> [Directive]:
An exact copy of every record is needed.

> [Data in this exercise]:
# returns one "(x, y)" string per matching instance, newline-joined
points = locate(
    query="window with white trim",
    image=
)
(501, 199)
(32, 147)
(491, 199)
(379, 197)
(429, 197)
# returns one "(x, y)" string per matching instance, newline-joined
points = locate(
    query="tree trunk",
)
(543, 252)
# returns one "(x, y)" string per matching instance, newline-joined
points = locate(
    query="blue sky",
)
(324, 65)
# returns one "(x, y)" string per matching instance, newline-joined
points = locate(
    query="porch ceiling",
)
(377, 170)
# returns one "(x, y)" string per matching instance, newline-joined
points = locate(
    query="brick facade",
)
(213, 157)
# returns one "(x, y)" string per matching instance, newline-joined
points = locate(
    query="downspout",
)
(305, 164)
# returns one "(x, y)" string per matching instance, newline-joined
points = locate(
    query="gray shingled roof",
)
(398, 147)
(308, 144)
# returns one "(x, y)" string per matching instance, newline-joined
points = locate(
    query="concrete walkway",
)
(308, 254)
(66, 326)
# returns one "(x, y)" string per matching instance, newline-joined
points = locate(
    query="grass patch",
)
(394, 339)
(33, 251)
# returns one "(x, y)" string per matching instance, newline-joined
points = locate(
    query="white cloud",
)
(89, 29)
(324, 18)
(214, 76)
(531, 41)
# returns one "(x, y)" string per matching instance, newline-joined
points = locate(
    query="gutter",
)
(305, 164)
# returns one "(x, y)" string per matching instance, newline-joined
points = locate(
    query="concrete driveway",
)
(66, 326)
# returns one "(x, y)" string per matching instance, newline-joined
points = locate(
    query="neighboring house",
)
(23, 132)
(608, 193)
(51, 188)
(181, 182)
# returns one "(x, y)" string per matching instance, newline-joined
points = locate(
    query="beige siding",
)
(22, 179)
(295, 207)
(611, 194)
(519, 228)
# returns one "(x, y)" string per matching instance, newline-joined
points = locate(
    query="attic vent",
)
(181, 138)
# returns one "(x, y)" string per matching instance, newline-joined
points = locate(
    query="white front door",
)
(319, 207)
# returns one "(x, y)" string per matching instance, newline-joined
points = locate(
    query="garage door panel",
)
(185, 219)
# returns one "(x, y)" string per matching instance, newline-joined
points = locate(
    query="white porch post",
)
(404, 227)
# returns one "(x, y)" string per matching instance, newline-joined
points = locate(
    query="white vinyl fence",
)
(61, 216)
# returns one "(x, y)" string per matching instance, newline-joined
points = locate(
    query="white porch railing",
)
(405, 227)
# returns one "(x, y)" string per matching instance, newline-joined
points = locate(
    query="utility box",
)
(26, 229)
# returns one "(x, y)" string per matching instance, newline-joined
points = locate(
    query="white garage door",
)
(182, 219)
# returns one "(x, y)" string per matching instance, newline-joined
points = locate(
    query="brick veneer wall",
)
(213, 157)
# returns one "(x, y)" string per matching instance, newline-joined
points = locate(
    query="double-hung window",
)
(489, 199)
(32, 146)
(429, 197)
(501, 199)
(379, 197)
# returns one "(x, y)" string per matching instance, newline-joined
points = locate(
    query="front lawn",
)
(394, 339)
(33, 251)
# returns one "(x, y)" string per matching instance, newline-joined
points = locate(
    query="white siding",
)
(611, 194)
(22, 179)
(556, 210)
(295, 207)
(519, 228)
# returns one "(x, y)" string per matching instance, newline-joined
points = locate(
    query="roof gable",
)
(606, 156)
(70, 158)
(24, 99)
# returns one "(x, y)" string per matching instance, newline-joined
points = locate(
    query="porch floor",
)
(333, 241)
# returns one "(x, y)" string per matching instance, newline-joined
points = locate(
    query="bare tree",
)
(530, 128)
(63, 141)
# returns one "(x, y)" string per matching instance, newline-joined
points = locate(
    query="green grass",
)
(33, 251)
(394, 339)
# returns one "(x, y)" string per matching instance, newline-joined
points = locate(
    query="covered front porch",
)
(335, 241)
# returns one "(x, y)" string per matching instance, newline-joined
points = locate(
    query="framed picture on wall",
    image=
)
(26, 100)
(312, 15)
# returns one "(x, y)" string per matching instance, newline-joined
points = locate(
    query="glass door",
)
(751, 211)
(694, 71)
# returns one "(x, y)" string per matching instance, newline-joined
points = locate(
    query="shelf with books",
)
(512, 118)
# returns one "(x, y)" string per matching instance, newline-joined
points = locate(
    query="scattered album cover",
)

> [Response below]:
# returns one "(x, y)" string per matching instance, newline-joined
points = locate(
    query="window with white trim",
    image=
)
(501, 199)
(32, 147)
(491, 199)
(379, 197)
(429, 197)
# returns one "(x, y)" string per matching instance, newline-joined
points = locate(
    query="tree trunk",
)
(543, 252)
# returns one "(x, y)" string per matching instance, newline-joined
points = locate(
    query="blue sky",
)
(324, 65)
# returns one "(x, y)" string per matching instance, newline-joined
points = locate(
    query="porch ceiling",
)
(377, 170)
# returns one "(x, y)" string per matching instance, newline-joined
points = locate(
    query="brick facade",
)
(213, 157)
# returns one "(x, y)" string per matching instance, newline-joined
points = locate(
    query="downspout",
)
(305, 164)
# returns one "(x, y)" string per matching instance, newline-joined
points = locate(
    query="gray shingled roof",
)
(398, 147)
(308, 144)
# returns one "(x, y)" string per matching instance, newline-joined
points = locate(
    query="concrete walkway",
)
(308, 254)
(66, 326)
# returns one "(x, y)" string per matching instance, newline-joined
points = locate(
    query="grass patch",
)
(394, 339)
(33, 251)
# returns one "(x, y)" string per matching instance, newline-joined
points = locate(
    query="white cloud",
)
(89, 29)
(324, 18)
(214, 76)
(531, 41)
# returns one "(x, y)" string per matching instance, newline-joined
points = locate(
    query="gutter",
)
(305, 164)
# returns one "(x, y)" string per matching instance, newline-joined
points = locate(
    query="concrete driveway",
)
(66, 326)
# returns one "(x, y)" string per matching instance, newline-joined
points = locate(
    query="neighboring house",
)
(23, 132)
(608, 193)
(51, 188)
(181, 182)
# returns one "(x, y)" string per matching instance, newline-joined
points = locate(
    query="beige siding",
)
(22, 179)
(295, 207)
(611, 194)
(519, 228)
# returns one "(x, y)" string per matching instance, newline-joined
points = locate(
    query="attic vent",
)
(181, 138)
# returns one "(x, y)" string per matching instance, newline-joined
points = locate(
    query="white front door",
)
(319, 207)
# returns one "(x, y)" string per matching instance, newline-joined
points = locate(
    query="garage door panel",
)
(185, 219)
# returns one "(x, y)" string per matching instance, newline-joined
points = locate(
    query="white porch post",
)
(404, 227)
# returns one "(x, y)" string per matching instance, newline-joined
points = locate(
    query="white vinyl fence",
)
(61, 216)
# returns one "(x, y)" string per matching instance, newline-joined
points = locate(
    query="white porch railing",
)
(405, 227)
# returns one "(x, y)" string per matching instance, newline-joined
points = locate(
    query="utility box",
)
(26, 229)
# returns one "(x, y)" string per matching instance, newline-joined
points = locate(
    query="white garage door",
)
(182, 219)
# returns one "(x, y)" string per matching instance, newline-joined
points = locate(
    query="brick veneer wall",
)
(213, 157)
# returns one "(x, y)" string per matching instance, newline-joined
points = locate(
    query="double-hung window",
)
(489, 199)
(32, 146)
(429, 197)
(501, 199)
(379, 197)
# returns one "(x, y)" string per matching instance, newline-joined
points = locate(
    query="front lawn",
)
(394, 339)
(33, 251)
# returns one "(x, y)" string per matching instance, newline-joined
points = locate(
    query="white siding",
)
(611, 194)
(22, 179)
(556, 210)
(295, 207)
(519, 228)
# returns one "(x, y)" string per matching instance, newline-joined
points = locate(
    query="roof gable",
)
(606, 156)
(70, 158)
(24, 99)
# returns one "(x, y)" string per matching instance, newline-joined
points = locate(
    query="porch floor",
)
(333, 241)
# returns one "(x, y)" string per matching instance, newline-joined
points = locate(
    query="bare tree",
)
(530, 128)
(63, 141)
# returns one "(x, y)" string per matching instance, newline-joined
points = locate(
    query="green grass",
)
(33, 251)
(394, 339)
# returns one "(x, y)" string per matching instance, newline-joined
points = locate(
    query="covered front porch",
)
(335, 241)
# returns one "(x, y)" string per matching instance, newline-joined
points = locate(
    query="framed picture on wall",
    image=
)
(26, 100)
(312, 15)
# returns one "(x, y)" string per matching instance, newline-joined
points = locate(
    query="glass door",
)
(751, 211)
(694, 71)
# returns one "(x, y)" string per matching instance, newline-joined
points = locate(
    query="shelf with books",
)
(512, 118)
# returns one "(x, y)" string per matching instance, newline-joined
points = locate(
    query="scattered album cover",
)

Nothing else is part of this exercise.